• _PASSAGE PROVIDED_
============================================================

Milosevic era was characterised by arbitrary rule, oft based on discretionary prerogatives of the top power-holders and their friends, in other words, of the newly-emerged financial and political oligarchy. Bloody disintegration of the FRY, war and sanctions, collapse of the old system based on totalitarian oligarchy, sudden pauperisation of the society, disappearance of middle-class, popular fear caused by across-the-board repression, created a milieu propitious for the new accumulation of capital.

Members of the top establishment and their associates used imposition of the trade embargo on 31 May 1992 as a pretext to end the law-abiding practice. They stated that "laws can become an obstacle in salvation of the people" and that "the state and people must be saved at any cost." This was tantamount to a call to destroy an already precarious legal system, and heralded an intense process of destruction of the existing set of moral and ethical values in Serbia.

Under the newly-emerged circumstances, people from the underworld in an eyeblink became respected members of the society. They came to represent a model of 'decent' citizens, on whom the new set of values and a social and cultural matrix of the society were modelled. Ordinary smugglers became "businessmen" and sponsors. They took part in important affairs of the state and were often vested in official titles. They became reliable organisers and executors of any business they were entrusted with by the top leadership.

Teams for "sanctions-busting" were set up. They were composed of high political officials, customs officials, criminals. Together all those shady personalities designed and realised purchases and imports of vital raw materials, semi-fabricates and produce. They simultaneously laundered money and sold goods in short supply (cigarettes, alcohol, coffee, etc.) Thus outlines of a new social-economic system emerged. That system was propelled by strong interests of political groups and protected by the very anti-crime structures. New business empires were born. All the national wealth was sucked into those empires. In turn poverty of broad population strata was generated.

============================================================

• _DATASET CONTENT_
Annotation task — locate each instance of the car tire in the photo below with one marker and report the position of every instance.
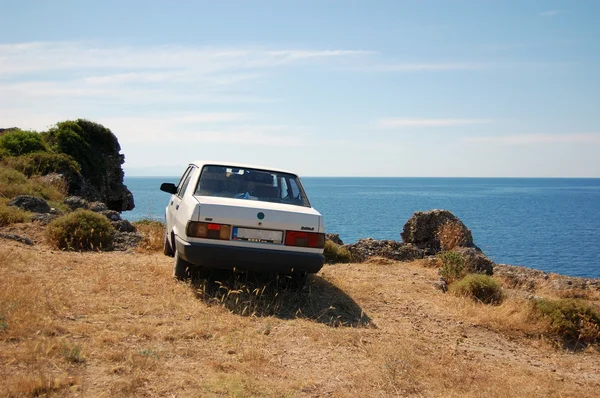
(181, 268)
(167, 248)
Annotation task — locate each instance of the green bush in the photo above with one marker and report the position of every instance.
(11, 215)
(13, 183)
(42, 163)
(81, 230)
(572, 320)
(482, 288)
(453, 266)
(335, 253)
(19, 142)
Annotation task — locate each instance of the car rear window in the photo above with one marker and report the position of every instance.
(251, 184)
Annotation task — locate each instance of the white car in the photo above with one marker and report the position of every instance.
(227, 215)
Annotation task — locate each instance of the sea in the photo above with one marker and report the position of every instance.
(547, 224)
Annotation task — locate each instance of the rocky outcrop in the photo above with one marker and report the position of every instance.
(391, 249)
(30, 203)
(423, 230)
(335, 238)
(96, 149)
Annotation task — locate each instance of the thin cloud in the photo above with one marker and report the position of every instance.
(532, 139)
(428, 67)
(395, 123)
(550, 13)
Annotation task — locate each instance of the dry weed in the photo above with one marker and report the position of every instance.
(451, 236)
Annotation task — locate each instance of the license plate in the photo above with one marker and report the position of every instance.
(257, 235)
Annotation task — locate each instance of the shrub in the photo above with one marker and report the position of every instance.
(482, 288)
(572, 320)
(19, 142)
(453, 266)
(11, 215)
(153, 234)
(335, 253)
(81, 230)
(13, 183)
(451, 236)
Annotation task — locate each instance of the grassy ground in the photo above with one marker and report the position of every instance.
(117, 324)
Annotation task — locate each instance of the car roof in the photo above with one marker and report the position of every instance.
(201, 163)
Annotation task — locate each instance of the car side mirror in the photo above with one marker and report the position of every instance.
(168, 187)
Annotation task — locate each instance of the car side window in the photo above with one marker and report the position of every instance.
(294, 190)
(184, 181)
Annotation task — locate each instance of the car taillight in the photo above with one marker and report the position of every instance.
(305, 239)
(208, 230)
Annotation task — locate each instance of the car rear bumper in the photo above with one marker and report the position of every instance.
(219, 256)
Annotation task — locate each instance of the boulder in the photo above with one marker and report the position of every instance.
(335, 238)
(111, 215)
(423, 230)
(76, 202)
(30, 203)
(391, 249)
(123, 226)
(98, 207)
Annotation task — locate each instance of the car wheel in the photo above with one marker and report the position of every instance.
(181, 268)
(167, 248)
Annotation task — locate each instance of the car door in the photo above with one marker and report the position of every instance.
(175, 201)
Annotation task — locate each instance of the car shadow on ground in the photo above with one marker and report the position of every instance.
(260, 294)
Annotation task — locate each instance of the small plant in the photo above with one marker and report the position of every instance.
(572, 320)
(453, 266)
(451, 236)
(149, 353)
(482, 288)
(72, 353)
(335, 253)
(81, 230)
(11, 215)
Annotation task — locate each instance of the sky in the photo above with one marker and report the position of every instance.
(445, 88)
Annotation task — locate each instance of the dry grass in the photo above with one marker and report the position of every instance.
(117, 324)
(10, 214)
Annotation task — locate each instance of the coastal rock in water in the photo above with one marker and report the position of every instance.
(123, 226)
(98, 207)
(390, 249)
(423, 228)
(30, 203)
(335, 238)
(476, 261)
(111, 215)
(76, 202)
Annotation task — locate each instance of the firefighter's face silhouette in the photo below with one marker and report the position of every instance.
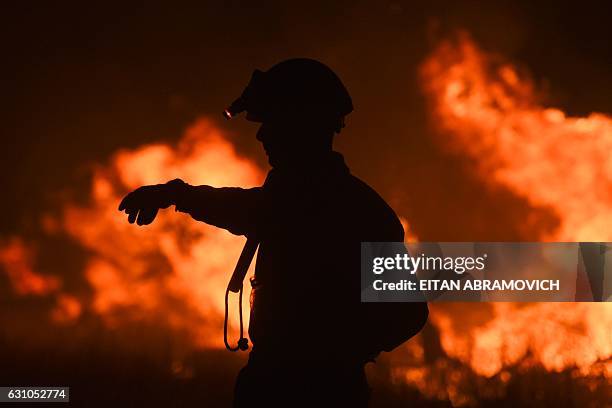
(293, 143)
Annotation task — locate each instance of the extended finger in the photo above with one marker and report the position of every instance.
(146, 216)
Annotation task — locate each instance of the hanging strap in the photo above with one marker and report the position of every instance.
(236, 285)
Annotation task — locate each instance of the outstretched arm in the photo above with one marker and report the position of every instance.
(230, 208)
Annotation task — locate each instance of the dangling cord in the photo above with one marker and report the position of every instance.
(243, 343)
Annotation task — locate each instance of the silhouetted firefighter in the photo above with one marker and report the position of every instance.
(311, 334)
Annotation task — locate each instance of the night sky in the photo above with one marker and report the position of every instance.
(80, 81)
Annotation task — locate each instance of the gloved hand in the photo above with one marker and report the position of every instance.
(142, 204)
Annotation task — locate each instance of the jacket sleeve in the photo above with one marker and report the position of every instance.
(231, 208)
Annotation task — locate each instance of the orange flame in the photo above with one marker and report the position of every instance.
(16, 259)
(489, 113)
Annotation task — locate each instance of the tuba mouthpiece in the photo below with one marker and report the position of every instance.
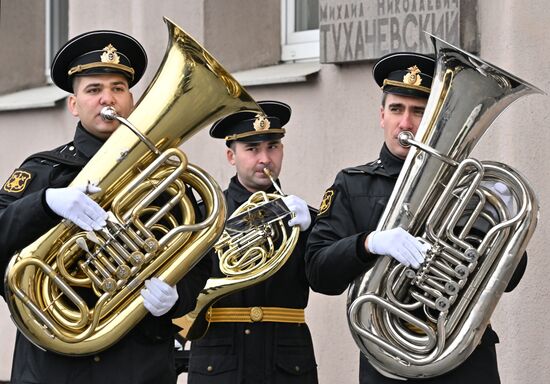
(108, 113)
(404, 138)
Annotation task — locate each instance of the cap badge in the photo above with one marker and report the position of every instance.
(109, 55)
(413, 77)
(261, 123)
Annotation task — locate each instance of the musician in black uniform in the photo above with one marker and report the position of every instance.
(97, 68)
(344, 244)
(258, 349)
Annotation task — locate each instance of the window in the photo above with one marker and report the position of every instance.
(300, 29)
(57, 30)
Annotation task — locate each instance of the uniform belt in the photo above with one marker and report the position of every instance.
(255, 314)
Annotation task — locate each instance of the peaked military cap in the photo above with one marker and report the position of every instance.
(253, 127)
(96, 53)
(405, 73)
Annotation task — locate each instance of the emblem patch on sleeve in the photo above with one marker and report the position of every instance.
(326, 203)
(18, 181)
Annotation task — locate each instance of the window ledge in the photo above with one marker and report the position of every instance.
(42, 97)
(278, 74)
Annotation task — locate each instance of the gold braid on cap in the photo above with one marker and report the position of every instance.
(253, 133)
(411, 80)
(109, 59)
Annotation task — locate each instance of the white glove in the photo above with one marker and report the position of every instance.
(399, 244)
(73, 204)
(158, 297)
(301, 212)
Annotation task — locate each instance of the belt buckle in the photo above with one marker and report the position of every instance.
(256, 314)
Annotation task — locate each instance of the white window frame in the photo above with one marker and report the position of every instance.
(296, 46)
(57, 24)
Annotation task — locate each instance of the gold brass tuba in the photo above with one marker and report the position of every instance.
(423, 323)
(77, 293)
(254, 246)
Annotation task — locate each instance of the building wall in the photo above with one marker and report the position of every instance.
(22, 41)
(335, 124)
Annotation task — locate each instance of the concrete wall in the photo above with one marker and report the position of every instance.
(334, 125)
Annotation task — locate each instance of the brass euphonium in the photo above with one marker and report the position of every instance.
(254, 246)
(145, 182)
(423, 323)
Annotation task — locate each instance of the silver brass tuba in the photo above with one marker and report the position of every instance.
(423, 323)
(77, 293)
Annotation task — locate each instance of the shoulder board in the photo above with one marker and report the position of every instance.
(65, 154)
(373, 168)
(367, 168)
(18, 182)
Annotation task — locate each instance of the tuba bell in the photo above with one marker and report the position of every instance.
(75, 292)
(423, 323)
(254, 245)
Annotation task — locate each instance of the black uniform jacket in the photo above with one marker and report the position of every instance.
(336, 255)
(261, 352)
(146, 353)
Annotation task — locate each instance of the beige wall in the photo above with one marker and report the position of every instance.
(334, 125)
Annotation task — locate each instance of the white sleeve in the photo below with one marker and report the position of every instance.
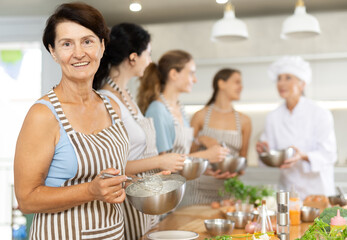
(324, 148)
(269, 135)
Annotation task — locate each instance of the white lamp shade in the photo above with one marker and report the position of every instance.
(229, 28)
(300, 25)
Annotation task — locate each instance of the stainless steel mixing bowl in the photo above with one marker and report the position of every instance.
(308, 214)
(157, 204)
(275, 158)
(230, 163)
(219, 226)
(193, 167)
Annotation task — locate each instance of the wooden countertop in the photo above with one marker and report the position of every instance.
(192, 219)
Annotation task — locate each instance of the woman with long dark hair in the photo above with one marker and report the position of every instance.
(126, 56)
(218, 123)
(158, 95)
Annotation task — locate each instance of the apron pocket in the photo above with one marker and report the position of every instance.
(110, 232)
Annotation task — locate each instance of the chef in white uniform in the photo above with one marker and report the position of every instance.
(302, 124)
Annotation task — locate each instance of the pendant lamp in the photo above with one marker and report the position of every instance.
(229, 28)
(301, 24)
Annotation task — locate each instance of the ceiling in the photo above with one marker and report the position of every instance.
(157, 11)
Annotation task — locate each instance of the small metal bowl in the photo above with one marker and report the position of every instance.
(240, 218)
(275, 158)
(308, 214)
(219, 226)
(157, 204)
(193, 167)
(230, 164)
(338, 200)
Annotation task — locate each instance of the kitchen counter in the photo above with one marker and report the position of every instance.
(192, 219)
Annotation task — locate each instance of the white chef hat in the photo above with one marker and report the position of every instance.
(293, 65)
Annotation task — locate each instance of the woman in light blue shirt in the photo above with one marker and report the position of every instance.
(159, 91)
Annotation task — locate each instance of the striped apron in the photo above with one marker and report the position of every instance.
(136, 222)
(208, 185)
(95, 152)
(182, 144)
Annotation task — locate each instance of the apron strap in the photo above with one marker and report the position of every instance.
(127, 104)
(57, 106)
(108, 106)
(208, 116)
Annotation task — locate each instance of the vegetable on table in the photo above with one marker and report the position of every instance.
(237, 189)
(321, 230)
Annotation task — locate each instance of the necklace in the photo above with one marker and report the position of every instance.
(127, 104)
(170, 109)
(222, 110)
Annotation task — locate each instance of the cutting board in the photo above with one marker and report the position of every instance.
(200, 211)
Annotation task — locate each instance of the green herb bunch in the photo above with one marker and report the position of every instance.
(225, 237)
(237, 189)
(319, 231)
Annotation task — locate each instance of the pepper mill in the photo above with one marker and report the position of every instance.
(283, 215)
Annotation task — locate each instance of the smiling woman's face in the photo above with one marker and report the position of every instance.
(78, 50)
(289, 86)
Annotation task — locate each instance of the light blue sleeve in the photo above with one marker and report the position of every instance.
(164, 126)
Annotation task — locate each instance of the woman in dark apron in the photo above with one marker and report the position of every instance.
(219, 124)
(126, 56)
(158, 96)
(70, 137)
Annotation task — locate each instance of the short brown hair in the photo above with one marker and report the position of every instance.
(155, 76)
(80, 13)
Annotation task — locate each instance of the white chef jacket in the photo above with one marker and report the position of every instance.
(310, 128)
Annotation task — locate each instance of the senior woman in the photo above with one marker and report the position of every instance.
(70, 136)
(302, 124)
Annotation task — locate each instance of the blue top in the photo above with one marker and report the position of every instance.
(164, 125)
(64, 164)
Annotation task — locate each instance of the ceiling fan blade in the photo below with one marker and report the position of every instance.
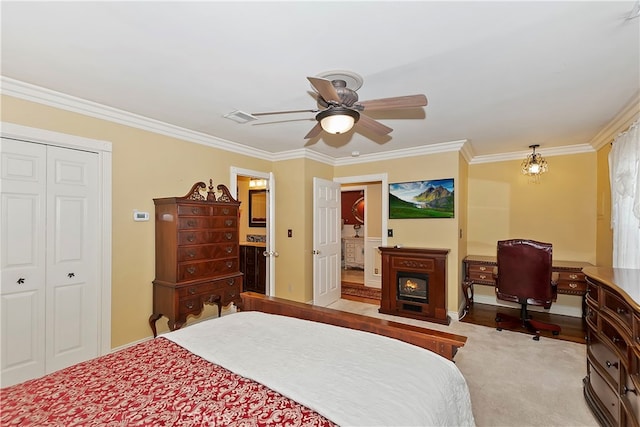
(315, 131)
(325, 89)
(284, 112)
(408, 101)
(373, 125)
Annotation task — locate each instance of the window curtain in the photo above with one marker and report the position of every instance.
(624, 160)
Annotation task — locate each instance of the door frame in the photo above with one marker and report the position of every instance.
(235, 172)
(383, 178)
(104, 151)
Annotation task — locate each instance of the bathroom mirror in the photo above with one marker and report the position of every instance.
(257, 208)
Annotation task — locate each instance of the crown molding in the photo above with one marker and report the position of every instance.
(405, 152)
(621, 122)
(547, 152)
(40, 95)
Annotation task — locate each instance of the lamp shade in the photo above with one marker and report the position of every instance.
(534, 164)
(337, 120)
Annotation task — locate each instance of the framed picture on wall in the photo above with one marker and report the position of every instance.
(421, 199)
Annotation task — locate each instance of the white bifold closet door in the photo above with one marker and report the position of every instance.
(48, 256)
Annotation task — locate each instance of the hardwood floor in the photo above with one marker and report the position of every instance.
(573, 328)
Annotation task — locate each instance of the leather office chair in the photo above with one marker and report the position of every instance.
(524, 276)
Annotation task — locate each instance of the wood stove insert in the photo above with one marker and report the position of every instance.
(414, 283)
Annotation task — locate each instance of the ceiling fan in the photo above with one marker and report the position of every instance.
(340, 107)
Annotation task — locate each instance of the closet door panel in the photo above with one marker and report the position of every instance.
(22, 260)
(72, 268)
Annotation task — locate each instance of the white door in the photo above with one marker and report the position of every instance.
(22, 260)
(72, 268)
(270, 251)
(49, 259)
(326, 241)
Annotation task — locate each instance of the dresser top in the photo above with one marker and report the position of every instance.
(625, 280)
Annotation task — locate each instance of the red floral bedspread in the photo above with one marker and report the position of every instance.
(155, 383)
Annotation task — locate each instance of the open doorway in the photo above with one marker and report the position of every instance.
(362, 236)
(256, 192)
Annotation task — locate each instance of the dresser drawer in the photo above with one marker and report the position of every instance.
(614, 336)
(591, 316)
(600, 354)
(225, 211)
(571, 276)
(606, 395)
(190, 306)
(194, 253)
(215, 287)
(203, 222)
(199, 270)
(481, 273)
(618, 308)
(202, 237)
(194, 210)
(593, 292)
(572, 287)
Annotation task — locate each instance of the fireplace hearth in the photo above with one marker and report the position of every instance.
(414, 283)
(413, 286)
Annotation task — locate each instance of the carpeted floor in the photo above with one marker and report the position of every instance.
(513, 380)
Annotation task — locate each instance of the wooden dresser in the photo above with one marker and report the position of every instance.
(612, 384)
(253, 265)
(196, 254)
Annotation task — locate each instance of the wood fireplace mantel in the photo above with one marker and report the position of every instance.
(419, 264)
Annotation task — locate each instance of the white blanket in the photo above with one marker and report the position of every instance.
(353, 378)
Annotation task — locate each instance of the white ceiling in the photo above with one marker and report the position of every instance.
(501, 75)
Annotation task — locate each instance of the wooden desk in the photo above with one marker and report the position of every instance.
(479, 270)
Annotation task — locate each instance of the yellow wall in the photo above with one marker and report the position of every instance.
(604, 234)
(561, 209)
(493, 201)
(424, 233)
(373, 210)
(145, 166)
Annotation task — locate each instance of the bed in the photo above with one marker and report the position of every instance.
(276, 362)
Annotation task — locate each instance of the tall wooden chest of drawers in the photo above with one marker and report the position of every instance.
(197, 254)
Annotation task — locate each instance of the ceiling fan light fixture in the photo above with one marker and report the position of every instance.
(534, 164)
(337, 120)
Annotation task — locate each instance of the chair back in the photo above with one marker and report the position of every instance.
(524, 272)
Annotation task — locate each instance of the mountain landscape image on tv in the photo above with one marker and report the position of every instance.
(421, 199)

============================================================

• _TO DO_
(1) In one to three sentences, explain what the passage on the Milosevic era says made conditions favorable for the new accumulation of capital.
(2) Please quote the passage on the Milosevic era from "Under the newly-emerged" up to and including "the top leadership.".
Work from the passage on the Milosevic era alone.

• _RESULTS OF THE EXERCISE_
(1) The favorable conditions came from the bloody disintegration of the FRY, war and sanctions, and the collapse of the old system based on totalitarian oligarchy. The sudden pauperization of society, the disappearance of the middle class, and popular fear caused by across-the-board repression added to them.

(2)
Under the newly-emerged circumstances, people from the underworld in an eyeblink became respected members of the society. They came to represent a model of 'decent' citizens, on whom the new set of values and a social and cultural matrix of the society were modelled. Ordinary smugglers became "businessmen" and sponsors. They took part in important affairs of the state and were often vested in official titles. They became reliable organisers and executors of any business they were entrusted with by the top leadership.